[Point-per-instance localization data]
+ + +
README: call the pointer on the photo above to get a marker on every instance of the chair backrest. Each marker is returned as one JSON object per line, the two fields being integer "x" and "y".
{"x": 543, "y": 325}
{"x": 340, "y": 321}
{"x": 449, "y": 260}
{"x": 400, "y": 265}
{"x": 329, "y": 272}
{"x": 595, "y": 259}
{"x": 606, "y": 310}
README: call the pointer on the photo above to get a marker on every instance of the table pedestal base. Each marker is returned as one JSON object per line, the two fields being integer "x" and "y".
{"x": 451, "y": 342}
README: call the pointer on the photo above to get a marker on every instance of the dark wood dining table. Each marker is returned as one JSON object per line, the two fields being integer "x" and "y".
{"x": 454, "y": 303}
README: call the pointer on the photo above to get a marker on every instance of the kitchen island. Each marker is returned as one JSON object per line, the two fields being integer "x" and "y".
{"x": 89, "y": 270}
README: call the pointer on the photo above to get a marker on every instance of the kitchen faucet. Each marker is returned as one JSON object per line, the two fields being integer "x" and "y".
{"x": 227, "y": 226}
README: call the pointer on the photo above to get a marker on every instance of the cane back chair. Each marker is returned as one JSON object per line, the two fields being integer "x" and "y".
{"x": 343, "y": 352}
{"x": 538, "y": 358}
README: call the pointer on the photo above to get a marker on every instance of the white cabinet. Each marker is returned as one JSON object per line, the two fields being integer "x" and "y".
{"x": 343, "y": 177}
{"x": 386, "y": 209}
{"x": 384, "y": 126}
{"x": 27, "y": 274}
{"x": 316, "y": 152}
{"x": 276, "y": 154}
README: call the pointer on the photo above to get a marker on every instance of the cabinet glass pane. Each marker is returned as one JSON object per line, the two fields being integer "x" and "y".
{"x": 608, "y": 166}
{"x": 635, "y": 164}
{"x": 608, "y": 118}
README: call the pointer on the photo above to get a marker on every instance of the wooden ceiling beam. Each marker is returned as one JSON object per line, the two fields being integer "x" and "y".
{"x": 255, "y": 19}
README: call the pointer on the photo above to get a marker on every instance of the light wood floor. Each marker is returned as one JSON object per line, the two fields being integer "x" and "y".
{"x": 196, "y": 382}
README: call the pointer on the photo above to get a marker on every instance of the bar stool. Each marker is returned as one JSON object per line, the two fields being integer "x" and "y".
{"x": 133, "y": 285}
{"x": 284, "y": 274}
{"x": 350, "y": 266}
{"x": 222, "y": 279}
+ + +
Word for word, write out every entry shown above.

README: call the pointer on the photo above to get a marker on every instance of the chair backrest. Each marker is returned as one JSON object per line, the two fields being integer "x" and "y".
{"x": 543, "y": 325}
{"x": 340, "y": 321}
{"x": 449, "y": 260}
{"x": 400, "y": 265}
{"x": 329, "y": 272}
{"x": 595, "y": 259}
{"x": 606, "y": 310}
README: call the pointer on the photo above to get a marker on every instance of the table pedestal base. Each marker is returned as one JSON object per line, the two fields being integer "x" and "y".
{"x": 451, "y": 342}
README: call the pointer on the photo above to get a marker on every instance of the dark wood dining table. Each marker is returned as one JSON object per line, the two fields being integer "x" and "y".
{"x": 454, "y": 303}
README: call the pointer on the photo above to get a marker on every instance of the kitchen island. Each marker is returned as one JSON object per line, the two fields being integer "x" and "y".
{"x": 89, "y": 270}
README: call the pointer on the photo above to get a marker on every instance of the kitchen faucet. Each marker is returned as one JSON object per line, the two fields being integer "x" and "y".
{"x": 227, "y": 226}
README: call the pointer on the photo above to get a marker on every instance of the cane back chair. Each marker is returned as one JSON object per line, the two fields being integer "x" and "y".
{"x": 343, "y": 352}
{"x": 538, "y": 358}
README: call the pointer on the photo above to get a marker on every instance of the white cabinet. Each marker is returned as one JSON object per line, the two fields being integer "x" and "y".
{"x": 343, "y": 177}
{"x": 386, "y": 209}
{"x": 384, "y": 126}
{"x": 27, "y": 274}
{"x": 316, "y": 152}
{"x": 276, "y": 154}
README: call the pointer on the photo above to get a marker on every instance of the cabinet glass pane. Each marker is returned as one JSON object per line, the two fields being integer "x" and "y".
{"x": 608, "y": 166}
{"x": 635, "y": 164}
{"x": 608, "y": 118}
README: call the pointer on the photo above to get a marker on every instance of the wooden ceiling beam. Each marker is returned as one JSON object per line, the two fields being integer "x" and "y".
{"x": 255, "y": 19}
README: call the pointer on the photo above to get a marker on every instance of the light wood floor. Each marker is returned as one JSON object per line, the two fields being integer "x" and "y".
{"x": 196, "y": 382}
README: call the pointer on the photo above to get a marker on every instance of the bar stool. Each marker is returned as one JSON object per line, the two fields being integer "x" and "y".
{"x": 133, "y": 285}
{"x": 284, "y": 274}
{"x": 350, "y": 266}
{"x": 222, "y": 279}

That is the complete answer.